→ 作業依頼
介護費用の備えについての本文を読み、次の1.〜3.が内容と一致するかをそれぞれ「はい」か「いいえ」で答え、判断の決め手となる本文の語句を引用してください。
1. 兄弟姉妹がいる場合は、介護の労力や費用の協力について話し合えているかを確認するよう述べている。
2. 公的制度については、仕組みを細部まで理解しておく必要があると述べている。
3. 自己資金で介護費用をどの程度まかなえるかは、厳密に計算するよう勧めている。

→ 本文抜粋

§

2. ご自身の状況とご家族の協力体制を確認する
- 収入・貯蓄: ご自身の現在の収入や貯蓄状況はどうですか。親御さんの介護費用を負担することになった場合、どの程度であれば無理なく捻出できそうでしょうか。
- 扶養家族: ご自身に扶養している家族はいますか。介護費用負担がご自身の家族の生活に与える影響を考慮する必要があります。
- 兄弟姉妹との協力: 兄弟姉妹がいる場合、介護にかかる労力や費用について、どのように協力できそうか話し合いはできていますか。
3. 公的制度でどこまでカバーできるか考える
日本の介護保険制度や医療費控除などの公的制度について、最低限の仕組みを理解しておくことが重要です。これにより、自己負担がどの程度軽減されるか把握できます。
4. 自己資金(親の資産+子の貯蓄等)でどこまで備えられるか考える
親御さんの資産、ご自身の貯蓄、そして兄弟姉妹からの協力などを合計した場合、想定される介護費用(前述の平均値や、ご自身の親御さんの状況に応じた試算)のどの程度をまかなえそうか、おおまかに計算してみましょう。

§

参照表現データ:
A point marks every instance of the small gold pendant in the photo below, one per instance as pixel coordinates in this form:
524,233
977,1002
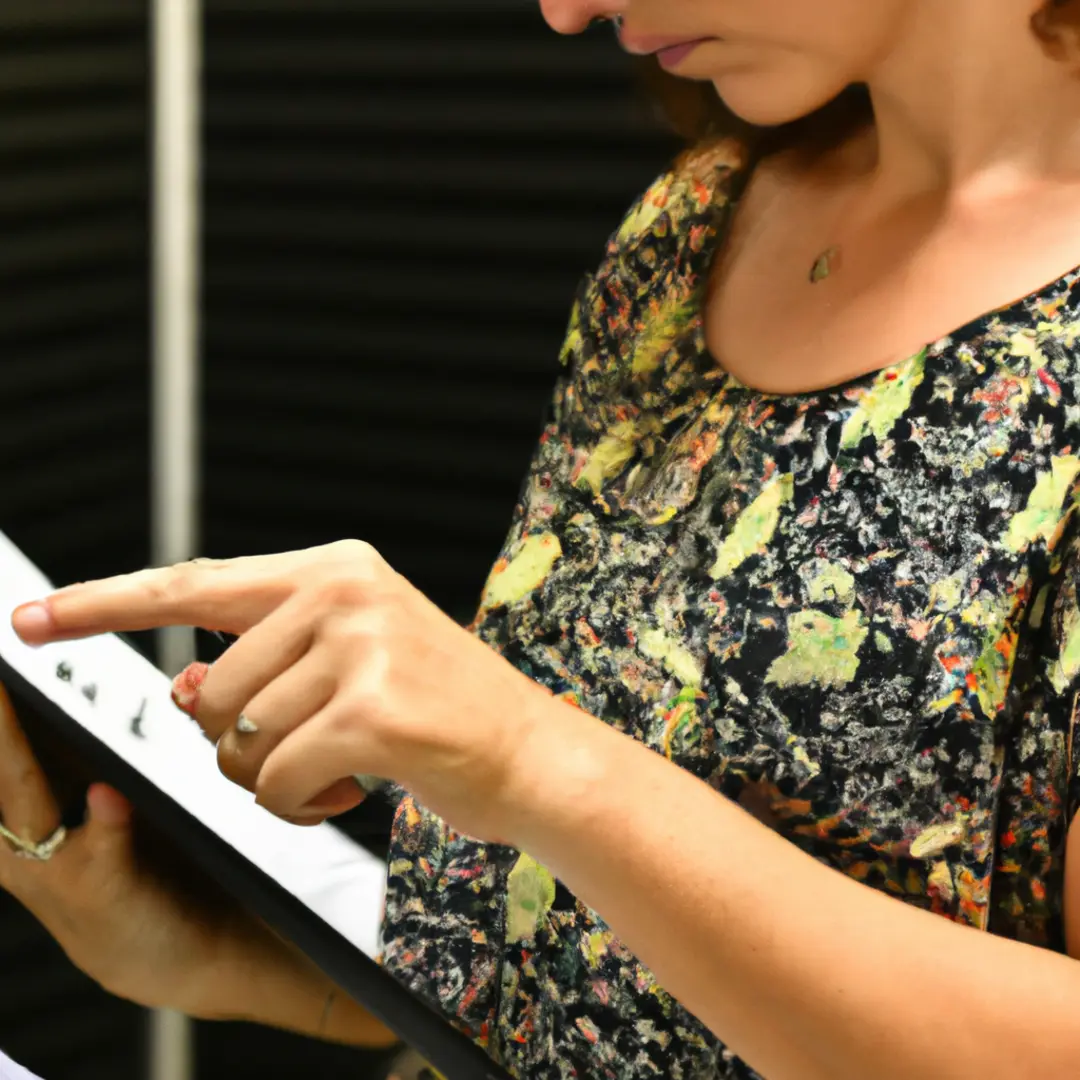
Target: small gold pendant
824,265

§

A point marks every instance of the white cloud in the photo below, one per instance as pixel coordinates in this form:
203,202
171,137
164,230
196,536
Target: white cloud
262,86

§

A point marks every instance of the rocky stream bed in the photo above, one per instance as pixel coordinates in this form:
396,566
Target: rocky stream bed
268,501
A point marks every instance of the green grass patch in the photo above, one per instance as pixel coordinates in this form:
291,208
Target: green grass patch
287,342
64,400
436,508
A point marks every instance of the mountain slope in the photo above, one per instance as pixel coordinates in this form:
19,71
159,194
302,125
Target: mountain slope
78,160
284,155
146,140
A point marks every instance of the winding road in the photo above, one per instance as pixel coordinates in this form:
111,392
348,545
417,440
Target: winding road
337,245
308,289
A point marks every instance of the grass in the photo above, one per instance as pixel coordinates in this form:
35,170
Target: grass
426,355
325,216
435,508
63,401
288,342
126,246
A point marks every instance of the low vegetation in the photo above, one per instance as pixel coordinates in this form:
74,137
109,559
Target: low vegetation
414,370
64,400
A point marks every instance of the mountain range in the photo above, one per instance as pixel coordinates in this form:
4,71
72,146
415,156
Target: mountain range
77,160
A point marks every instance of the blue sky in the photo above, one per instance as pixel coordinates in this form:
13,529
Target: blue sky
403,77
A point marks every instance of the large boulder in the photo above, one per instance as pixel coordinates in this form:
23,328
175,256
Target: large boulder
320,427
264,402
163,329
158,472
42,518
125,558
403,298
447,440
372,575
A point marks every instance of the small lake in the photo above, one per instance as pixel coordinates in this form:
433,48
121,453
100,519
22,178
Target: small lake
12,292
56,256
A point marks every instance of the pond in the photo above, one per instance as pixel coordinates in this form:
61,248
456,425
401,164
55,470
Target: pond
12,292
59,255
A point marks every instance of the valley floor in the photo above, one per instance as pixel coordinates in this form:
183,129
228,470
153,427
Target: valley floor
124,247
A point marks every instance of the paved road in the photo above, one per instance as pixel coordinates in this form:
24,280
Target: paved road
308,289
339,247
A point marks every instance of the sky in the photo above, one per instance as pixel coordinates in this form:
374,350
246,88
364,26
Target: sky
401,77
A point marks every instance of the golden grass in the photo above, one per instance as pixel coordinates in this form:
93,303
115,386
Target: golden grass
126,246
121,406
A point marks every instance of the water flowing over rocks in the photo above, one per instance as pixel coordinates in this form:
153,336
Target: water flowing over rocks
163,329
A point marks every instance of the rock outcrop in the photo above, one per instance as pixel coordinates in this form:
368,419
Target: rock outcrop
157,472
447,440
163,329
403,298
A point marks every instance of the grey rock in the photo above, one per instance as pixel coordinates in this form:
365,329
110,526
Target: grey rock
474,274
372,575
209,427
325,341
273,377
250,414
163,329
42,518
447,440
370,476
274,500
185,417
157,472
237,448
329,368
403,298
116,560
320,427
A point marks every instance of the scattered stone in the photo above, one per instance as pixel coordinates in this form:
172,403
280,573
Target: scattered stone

§

→ 解答例
1. はい。「兄弟姉妹がいる場合、介護にかかる労力や費用について、どのように協力できそうか話し合いはできていますか。」
2. いいえ。「最低限の仕組みを理解しておくことが重要です。」
3. いいえ。「おおまかに計算してみましょう。」